▸ **Text provided**:
See comment #47: "Ok, while it sounds like this is technically a regression, I'm going to mark this as Wontfix because there is a reasonable workaround of updating your kernel."




7 months.

Linux 3.16 is 7 months old. The attitude of the Chrome team is extremely obnoxious. Some distributions support versions 10 years and beyond and there are plenty of reasonable reasons to want to use them as such. Requiring a 7 month old kernel is absurd.

I keep getting the feeling that Chrome isn't the browser for me.


Without defending Chrome team here; when a distro provides long time support (say > 1 year) I don't think is upstream responsibility to support the packages for that period of time.

If the distro is upgrading the browser package I think that may break the API/ABI stability that a long time support distribution should provide, so I can't see why this is a Chrome problem.

Also it sounds wrong that a web browser depends on the kernel version; so I'm with you that there are other browsers supporting Linux.


I'm sorry, but we ARE talking about arguably the most important piece of software running on an end-user device not being supported on a less than ONE YEAR old distribution. Not 5 years, not 15 years. Less than a year.

The result of your argument is basically returning to dark ages of having to support old broken IE6 because the vendor couldn't be arsed to support an older platform. When did dropping support for a less than a year old product become something to be applauded?


My argument is that open source is what it is. Read the license and you'll find that there's nothing about free support; and if for some reason it breaks... you keep both pieces.

I know this puts distributions in a bad situation, but unless the users can force the upstream project to be more user friendly, I think the only option is to switch to a different software (hint: Firefox).

You seem to think I endorse Chrome team's behaviour on this, and I don't. That doesn't change reality though.


Open source is what it is, but not all open source is equal.

I often see versions of this argument more or less opposing complaints against open source products. It has some merit, depending on circumstances. Circumstances are important.

▸ **Information supplied**:
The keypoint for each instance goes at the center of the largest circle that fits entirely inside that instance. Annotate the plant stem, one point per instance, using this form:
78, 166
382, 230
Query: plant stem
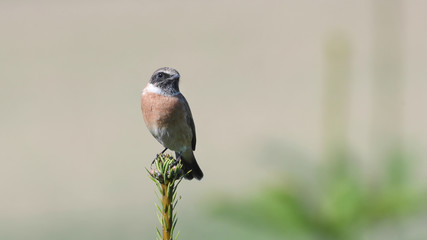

▸ **Written request 1**:
Name every piece of software mentioned by name in the Chrome kernel discussion.
▸ **Written request 2**:
According to the Chrome kernel discussion, what workaround does comment #47 give for marking the issue as Wontfix?
The listing has no connection to the discussion about Chrome and kernel support.

▸ **Full answer 1**:
Chrome, Linux 3.16, IE6, Firefox

▸ **Full answer 2**:
Updating your kernel.